_Task inputs_:
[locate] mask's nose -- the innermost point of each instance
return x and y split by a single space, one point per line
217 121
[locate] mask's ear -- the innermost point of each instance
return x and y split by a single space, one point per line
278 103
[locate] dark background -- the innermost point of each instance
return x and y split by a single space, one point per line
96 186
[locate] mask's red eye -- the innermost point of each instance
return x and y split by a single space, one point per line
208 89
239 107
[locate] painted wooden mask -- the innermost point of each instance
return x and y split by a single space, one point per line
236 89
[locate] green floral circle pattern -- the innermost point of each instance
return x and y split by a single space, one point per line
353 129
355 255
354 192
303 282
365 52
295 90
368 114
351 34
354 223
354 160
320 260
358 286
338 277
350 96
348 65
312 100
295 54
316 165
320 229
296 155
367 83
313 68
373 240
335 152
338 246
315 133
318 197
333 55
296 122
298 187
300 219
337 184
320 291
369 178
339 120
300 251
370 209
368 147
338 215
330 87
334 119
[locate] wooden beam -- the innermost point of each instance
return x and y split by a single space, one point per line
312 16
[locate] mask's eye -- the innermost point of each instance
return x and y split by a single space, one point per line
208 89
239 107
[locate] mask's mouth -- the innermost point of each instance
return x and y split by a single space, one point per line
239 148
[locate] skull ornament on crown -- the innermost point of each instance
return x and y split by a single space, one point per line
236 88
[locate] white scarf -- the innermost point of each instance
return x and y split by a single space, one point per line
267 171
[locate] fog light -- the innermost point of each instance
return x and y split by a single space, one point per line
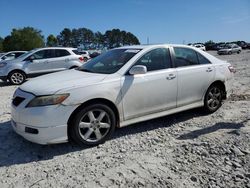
31 130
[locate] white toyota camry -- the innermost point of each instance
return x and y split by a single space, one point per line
120 87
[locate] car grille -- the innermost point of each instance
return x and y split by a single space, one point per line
17 100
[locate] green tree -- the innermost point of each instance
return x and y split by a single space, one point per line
1 44
51 41
26 38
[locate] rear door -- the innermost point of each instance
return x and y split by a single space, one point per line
195 74
152 92
38 62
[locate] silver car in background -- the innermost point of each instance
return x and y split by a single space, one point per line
229 49
39 61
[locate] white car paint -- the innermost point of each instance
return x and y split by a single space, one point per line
136 97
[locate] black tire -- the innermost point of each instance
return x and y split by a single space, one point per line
17 77
85 59
213 98
92 126
73 67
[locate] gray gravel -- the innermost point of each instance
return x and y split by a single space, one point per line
188 149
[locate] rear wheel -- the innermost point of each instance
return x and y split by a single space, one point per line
17 77
213 98
92 125
85 59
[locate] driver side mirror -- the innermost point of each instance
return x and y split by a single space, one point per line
138 69
31 58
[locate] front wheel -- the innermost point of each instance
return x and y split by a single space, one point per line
213 99
17 77
92 125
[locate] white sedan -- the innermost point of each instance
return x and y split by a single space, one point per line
120 87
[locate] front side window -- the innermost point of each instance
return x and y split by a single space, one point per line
61 53
109 62
202 59
156 59
185 57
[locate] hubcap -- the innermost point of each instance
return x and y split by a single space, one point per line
17 78
94 125
214 98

_Given request_:
Repeat word for word every line from the one that holds "[locate] gray gravel" to the end. Both ends count.

_Complete response_:
[locate] gray gravel -- the innermost point of each instance
return x and y split by a single space, one point per line
188 149
[locate] rear wheel -- the innermost point of each instance
return x and y split by a single space, one point per line
17 77
213 98
92 125
85 59
[locate] driver side mirror -- the innermost point of each instance
return x and y split by a single space, one point per line
138 69
31 58
[locate] front wheel -- the innermost point of each instance
return x and y split by a single space, one point per line
213 99
17 77
92 125
[locate] white sedan -- the innermost point of each instance
return x and y split by a single space, one point per line
120 87
[locate] front side window -- the innermost point of each instance
return x and y split by a single space, one point per line
61 53
109 62
202 59
156 59
185 57
[locate] hubcap -- the innermost point of each instance
return x and y split by a single space, one point per line
17 78
94 125
214 98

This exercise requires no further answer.